• **WHAT TO PRODUCE**
Copy the listing below in full and skip every picture.

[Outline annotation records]
-- START --
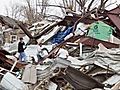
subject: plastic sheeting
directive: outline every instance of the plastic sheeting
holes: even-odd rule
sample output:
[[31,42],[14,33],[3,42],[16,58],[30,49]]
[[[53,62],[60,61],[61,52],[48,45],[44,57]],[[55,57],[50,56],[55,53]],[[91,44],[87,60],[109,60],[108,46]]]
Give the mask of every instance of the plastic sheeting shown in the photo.
[[114,29],[111,26],[105,24],[104,22],[97,21],[91,24],[91,27],[88,32],[88,36],[96,39],[108,41],[110,39],[110,35],[112,34],[113,30]]

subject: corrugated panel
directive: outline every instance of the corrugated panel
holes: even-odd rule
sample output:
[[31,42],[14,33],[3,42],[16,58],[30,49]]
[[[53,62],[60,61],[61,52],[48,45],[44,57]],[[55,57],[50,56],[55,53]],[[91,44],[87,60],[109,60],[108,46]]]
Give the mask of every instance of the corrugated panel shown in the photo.
[[115,8],[108,12],[108,17],[120,31],[120,8]]

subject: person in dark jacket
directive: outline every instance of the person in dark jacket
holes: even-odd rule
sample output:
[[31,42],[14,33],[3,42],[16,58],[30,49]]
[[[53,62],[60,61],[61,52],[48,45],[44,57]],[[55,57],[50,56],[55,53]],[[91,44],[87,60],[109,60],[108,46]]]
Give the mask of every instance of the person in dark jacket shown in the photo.
[[20,53],[19,55],[19,60],[20,61],[25,61],[26,60],[26,55],[24,50],[26,49],[26,47],[24,48],[23,46],[25,45],[25,43],[23,42],[23,38],[20,38],[20,42],[18,43],[18,52]]

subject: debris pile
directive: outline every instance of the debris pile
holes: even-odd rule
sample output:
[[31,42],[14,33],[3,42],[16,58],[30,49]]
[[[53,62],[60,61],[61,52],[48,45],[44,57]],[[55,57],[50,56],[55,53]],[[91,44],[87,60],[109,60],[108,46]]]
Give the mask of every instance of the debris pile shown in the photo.
[[[4,90],[119,90],[120,8],[61,21],[42,21],[25,33],[27,60],[20,62],[14,43],[0,50],[0,78]],[[74,13],[75,14],[75,13]],[[14,25],[0,18],[3,25]],[[17,44],[18,42],[16,42]],[[38,46],[41,51],[38,58]],[[44,55],[44,52],[47,52]],[[41,59],[41,60],[39,60]]]

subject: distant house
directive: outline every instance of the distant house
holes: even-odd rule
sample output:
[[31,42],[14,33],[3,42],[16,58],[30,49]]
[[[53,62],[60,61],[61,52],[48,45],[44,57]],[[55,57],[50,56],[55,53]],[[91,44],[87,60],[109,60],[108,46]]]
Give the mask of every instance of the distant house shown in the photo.
[[2,44],[13,43],[23,36],[25,36],[24,32],[14,19],[0,15],[0,42]]

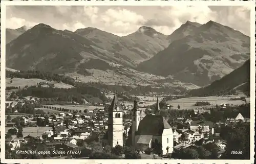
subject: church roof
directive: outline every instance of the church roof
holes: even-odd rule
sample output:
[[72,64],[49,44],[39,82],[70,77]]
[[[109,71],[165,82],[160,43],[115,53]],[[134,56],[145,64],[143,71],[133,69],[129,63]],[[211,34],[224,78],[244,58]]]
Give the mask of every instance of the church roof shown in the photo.
[[150,144],[152,139],[153,136],[152,135],[140,135],[137,142],[137,144]]
[[163,129],[171,128],[162,116],[147,115],[140,122],[137,134],[161,135]]
[[159,102],[158,101],[158,97],[157,97],[157,106],[156,108],[156,111],[160,111]]
[[144,110],[140,110],[140,118],[144,118],[146,115],[146,114],[145,113],[145,112],[144,111]]
[[109,112],[112,112],[113,111],[122,111],[122,108],[120,106],[119,103],[118,102],[118,99],[116,95],[114,96],[114,98],[112,100],[112,102],[110,104],[110,107],[109,108]]

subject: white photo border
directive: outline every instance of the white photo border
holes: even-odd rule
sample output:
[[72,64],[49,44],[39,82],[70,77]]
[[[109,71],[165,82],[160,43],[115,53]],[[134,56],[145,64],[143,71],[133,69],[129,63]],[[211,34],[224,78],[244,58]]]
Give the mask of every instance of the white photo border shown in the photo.
[[[250,159],[249,160],[178,160],[178,159],[5,159],[5,31],[6,6],[246,6],[250,8]],[[1,7],[1,159],[7,163],[254,163],[255,126],[255,27],[254,1],[2,1]],[[240,23],[240,22],[238,22]],[[254,109],[254,110],[253,110]],[[235,143],[234,143],[235,144]]]

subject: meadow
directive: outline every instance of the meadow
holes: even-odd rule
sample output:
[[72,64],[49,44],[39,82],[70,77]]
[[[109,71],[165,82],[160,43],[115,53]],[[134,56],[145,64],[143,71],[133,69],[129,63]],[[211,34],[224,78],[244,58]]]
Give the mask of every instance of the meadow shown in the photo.
[[40,82],[48,82],[49,83],[54,84],[54,87],[56,88],[70,88],[74,87],[72,85],[63,83],[57,83],[54,81],[50,82],[40,79],[13,78],[11,80],[12,83],[11,83],[11,78],[6,79],[6,87],[13,86],[18,87],[19,86],[20,88],[23,88],[25,87],[26,85],[27,85],[28,87],[35,86],[36,85],[37,83]]
[[[51,107],[52,109],[52,108],[55,108],[56,109],[60,108],[61,108],[61,109],[67,109],[69,110],[71,110],[72,111],[76,111],[78,110],[78,111],[79,110],[81,110],[81,113],[83,113],[83,110],[85,109],[88,109],[88,111],[92,111],[95,109],[104,109],[103,106],[90,106],[90,105],[45,105],[46,106],[48,106],[48,107]],[[40,109],[44,110],[44,111],[46,111],[47,109],[48,110],[51,110],[53,111],[59,111],[60,112],[63,112],[63,111],[58,111],[57,110],[55,109],[47,109],[46,108],[41,108]],[[49,111],[50,111],[49,110]]]
[[[234,98],[236,96],[209,96],[205,97],[190,97],[182,98],[177,100],[167,101],[166,103],[172,105],[173,108],[177,108],[180,105],[180,109],[195,109],[200,108],[209,108],[216,105],[220,105],[222,103],[229,104],[230,105],[234,106],[245,104],[245,102],[241,100],[230,100],[230,98]],[[246,101],[249,101],[249,98]],[[196,102],[208,102],[211,105],[195,106]]]
[[[5,132],[6,133],[11,127],[6,127]],[[25,137],[28,135],[31,135],[33,136],[36,136],[37,135],[41,135],[42,133],[46,130],[52,129],[52,127],[25,127],[23,128],[22,133],[23,134],[23,136]],[[16,136],[12,136],[13,138],[15,138]]]

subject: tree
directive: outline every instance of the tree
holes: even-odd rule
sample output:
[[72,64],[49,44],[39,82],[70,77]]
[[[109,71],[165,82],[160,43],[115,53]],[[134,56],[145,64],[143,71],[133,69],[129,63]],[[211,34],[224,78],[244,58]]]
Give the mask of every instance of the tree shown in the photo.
-- END --
• **OUTPUT FOR THIS EXERCISE**
subject: plastic sheeting
directive: outline every instance of the plastic sheeting
holes: even-odd rule
sample output:
[[31,42],[14,33],[3,42],[16,58],[30,49]]
[[[53,62],[60,61],[61,52],[48,45],[44,57]],[[55,57],[50,56],[55,53]],[[91,44],[87,60],[109,60],[108,46]]]
Give the mask of every instance of the plastic sheeting shown in the photo.
[[114,29],[111,26],[105,24],[104,22],[97,21],[91,24],[91,27],[88,32],[88,36],[96,39],[108,41],[110,39],[110,35],[112,34],[113,30]]

subject: corrugated panel
directive: outline every instance of the corrugated panel
holes: even-odd rule
sample output:
[[31,42],[14,33],[3,42],[16,58],[30,49]]
[[[53,62],[60,61],[61,52],[48,45],[44,57]],[[55,57],[50,56],[55,53]],[[91,44],[87,60],[109,60],[108,46]]]
Give the mask of every instance of the corrugated panel shown in the photo.
[[115,8],[108,12],[108,17],[120,31],[120,8]]

subject: person in dark jacket
directive: outline every instance of the person in dark jacket
holes: even-odd rule
sample output:
[[31,42],[14,33],[3,42],[16,58],[30,49]]
[[[53,62],[60,61],[61,52],[48,45],[44,57]],[[55,57],[50,56],[55,53]],[[91,44],[87,60],[109,60],[108,46]]]
Give the mask of every instance of the person in dark jacket shown in the photo.
[[20,53],[19,55],[19,60],[20,61],[25,61],[26,60],[26,55],[24,50],[26,49],[26,47],[24,48],[23,46],[25,45],[25,43],[23,42],[23,38],[20,38],[20,42],[18,43],[18,52]]

subject: debris pile
directive: outline every instance of the debris pile
holes: even-odd rule
sample output:
[[31,42],[14,33],[3,42],[16,58],[30,49]]
[[[53,62],[60,61],[61,52],[48,45],[44,57]],[[55,57],[50,56],[55,53]],[[91,44],[87,60],[109,60],[108,46]]]
Give the mask of every instance of the debris pile shown in the photo.
[[[4,90],[119,90],[120,8],[61,21],[42,21],[25,33],[27,60],[20,62],[14,43],[0,50],[0,78]],[[74,13],[75,14],[75,13]],[[14,25],[0,18],[3,25]],[[17,44],[18,42],[16,42]],[[38,46],[41,51],[38,58]],[[44,55],[44,52],[47,52]],[[41,59],[41,60],[39,60]]]

subject: distant house
directive: outline every instance of the distant house
holes: even-odd rule
sample output:
[[31,42],[14,33],[3,42],[16,58],[30,49]]
[[[53,62],[60,61],[61,52],[48,45],[44,57]],[[55,57],[50,56],[55,53]],[[91,44],[87,60],[109,60],[108,46]]]
Give the mask of every instance of the distant house shown in the photo.
[[2,44],[13,43],[23,36],[25,36],[24,32],[14,19],[0,15],[0,42]]

subject: church roof
directive: outline every instance of the church roof
holes: even-odd rule
sample output:
[[72,64],[49,44],[39,82],[70,77]]
[[[109,71],[165,82],[160,43],[115,53]],[[134,56],[145,64],[143,71],[133,69],[129,63]],[[211,34],[224,78],[244,58]]]
Give the mask of every instance of the church roof shown in the photo.
[[150,144],[152,139],[153,136],[152,135],[140,135],[137,142],[137,144]]
[[163,129],[171,128],[162,116],[147,115],[140,122],[137,134],[161,135]]
[[159,102],[158,101],[158,97],[157,97],[157,106],[156,108],[156,111],[160,111]]
[[144,110],[140,110],[140,118],[144,118],[146,115],[146,114],[145,113],[145,112],[144,111]]
[[109,112],[112,112],[113,111],[122,111],[122,108],[120,106],[119,103],[118,102],[118,99],[116,95],[114,96],[114,98],[112,100],[112,102],[110,104],[110,107],[109,108]]

subject: white photo border
directive: outline every instance of the white photo border
holes: even-odd rule
sample output:
[[72,64],[49,44],[39,82],[70,77]]
[[[109,71],[165,82],[160,43],[115,53]],[[134,56],[145,64],[143,71],[133,69],[129,63]],[[211,34],[224,78],[244,58]]]
Give the mask of every instance of the white photo border shown in the photo.
[[[250,159],[249,160],[178,160],[178,159],[5,159],[5,31],[6,6],[246,6],[250,8]],[[1,7],[1,159],[7,163],[254,163],[255,126],[255,27],[254,1],[2,1]],[[240,23],[240,22],[238,22]],[[254,109],[254,110],[253,110]],[[235,143],[234,143],[235,144]]]

subject: meadow
directive: outline every instance of the meadow
holes: even-odd rule
sample output:
[[72,64],[49,44],[39,82],[70,77]]
[[[109,71],[165,82],[160,43],[115,53]],[[134,56],[145,64],[143,71],[133,69],[129,63]],[[211,34],[224,78],[244,58]]]
Give the mask of every instance of the meadow shown in the photo.
[[40,82],[48,82],[49,83],[54,84],[54,87],[56,88],[70,88],[74,87],[72,85],[63,83],[57,83],[54,81],[50,82],[40,79],[13,78],[11,80],[12,83],[11,83],[11,78],[6,79],[6,87],[13,86],[18,87],[19,86],[20,88],[23,88],[25,87],[26,85],[27,85],[28,87],[35,86],[36,85],[37,83]]
[[[51,107],[52,109],[52,108],[55,108],[56,109],[60,108],[61,108],[61,109],[67,109],[69,110],[71,110],[72,111],[76,111],[78,110],[78,111],[79,110],[81,110],[81,113],[83,113],[83,110],[85,109],[88,109],[88,111],[92,111],[95,109],[104,109],[103,106],[90,106],[90,105],[45,105],[46,106],[48,106],[48,107]],[[40,109],[44,110],[44,111],[46,111],[47,109],[48,110],[51,110],[53,111],[59,111],[60,112],[63,112],[63,111],[58,111],[57,110],[55,109],[47,109],[46,108],[41,108]],[[49,111],[50,111],[49,110]]]
[[[234,98],[236,96],[209,96],[205,97],[190,97],[182,98],[177,100],[167,101],[166,103],[172,105],[173,108],[177,108],[180,105],[180,109],[195,109],[200,108],[209,108],[216,105],[220,105],[222,103],[229,104],[230,105],[234,106],[245,104],[245,102],[241,100],[230,100],[230,98]],[[246,101],[249,101],[249,98]],[[196,102],[208,102],[211,105],[195,106]]]
[[[5,132],[6,133],[11,127],[6,127]],[[25,137],[28,135],[31,135],[33,136],[36,136],[37,135],[41,135],[42,133],[46,130],[52,129],[52,127],[25,127],[23,128],[22,133],[23,134],[23,136]],[[16,136],[12,136],[13,138],[15,138]]]

subject: tree
directive: outline every instance of the tree
holes: even-odd rule
sample output:
[[72,64],[49,44],[39,82],[70,77]]
[[[109,71],[165,82],[160,43],[115,53]],[[134,56],[145,64],[143,71],[133,69],[129,63]],[[211,34],[224,78],[244,58]]]
Give the mask of every instance of the tree shown in the photo.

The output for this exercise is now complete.